### What is needed
Reproduce the passage below on the Vodafone Essar scheme of arrangement case word for word, in its entirety.

### Extract to read
Scheme of Arrangement & Tax Authorities: The Vodafone Essar Case

Lately,
the income tax authorities have been actively objecting to schemes of
arrangement initiated under sections 391 to 394 of the Companies Act, 1956 on
the ground that the schemes are intended to avoid applicable taxes. Such
objections are usually raised when the scheme is presented for sanction of the
High Court. This scenario has been played out last week in a decision
of the Gujarat High Court in Vodafone
Essar Gujarat Limited v. Department of Income Tax
.
The
scheme involved the demerger of the passive infrastructure assets of several
telecom companies into a single transferee company. Both the transferor companies
and the transferee company were part of the same group, with all of them being
wholly owned subsidiaries of one of them. Since the companies were located in
several states, the scheme required the approval of different High Courts.
While the High Courts of Bombay, Calcutta, Madras and Delhi approved the
scheme, a single judge of the Gujarat High Court rejected the scheme on the
ground that the transaction did not fall within the scope of “arrangement”
within the provisions of the Companies Act as the transaction was considered to
be a gift due to the lack of consideration. The court found the existence of a
number of other grounds to reject the scheme, primarily because the transaction
would result in a loss to the revenue.
Although
similar arguments were placed by the income tax authorities before the Delhi
High Court, the scheme was nevertheless sanctioned with powers reserved to the
income tax authorities to determine tax liability on the scheme. We have
previously discussed these contrasting approaches between the Gujarat and Delhi
High Courts in a previous
post
.
Unsurprisingly,
the company appealed against the decision of the single judge of the Gujarat
High Court, which was reversed last week by a division bench. After carefully
considering the law pertaining to the ability of the income tax department to
successfully challenge a scheme of arrangement on the ground of tax avoidance,
the court came to its own conclusion on the relevant issues.

### Dataset excerpts
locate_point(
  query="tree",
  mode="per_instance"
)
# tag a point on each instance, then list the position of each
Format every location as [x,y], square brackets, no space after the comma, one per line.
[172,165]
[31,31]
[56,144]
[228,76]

### The result
Scheme of Arrangement & Tax Authorities: The Vodafone Essar Case

Lately,
the income tax authorities have been actively objecting to schemes of
arrangement initiated under sections 391 to 394 of the Companies Act, 1956 on
the ground that the schemes are intended to avoid applicable taxes. Such
objections are usually raised when the scheme is presented for sanction of the
High Court. This scenario has been played out last week in a decision
of the Gujarat High Court in Vodafone
Essar Gujarat Limited v. Department of Income Tax
.
The
scheme involved the demerger of the passive infrastructure assets of several
telecom companies into a single transferee company. Both the transferor companies
and the transferee company were part of the same group, with all of them being
wholly owned subsidiaries of one of them. Since the companies were located in
several states, the scheme required the approval of different High Courts.
While the High Courts of Bombay, Calcutta, Madras and Delhi approved the
scheme, a single judge of the Gujarat High Court rejected the scheme on the
ground that the transaction did not fall within the scope of “arrangement”
within the provisions of the Companies Act as the transaction was considered to
be a gift due to the lack of consideration. The court found the existence of a
number of other grounds to reject the scheme, primarily because the transaction
would result in a loss to the revenue.
Although
similar arguments were placed by the income tax authorities before the Delhi
High Court, the scheme was nevertheless sanctioned with powers reserved to the
income tax authorities to determine tax liability on the scheme. We have
previously discussed these contrasting approaches between the Gujarat and Delhi
High Courts in a previous
post
.
Unsurprisingly,
the company appealed against the decision of the single judge of the Gujarat
High Court, which was reversed last week by a division bench. After carefully
considering the law pertaining to the ability of the income tax department to
successfully challenge a scheme of arrangement on the ground of tax avoidance,
the court came to its own conclusion on the relevant issues.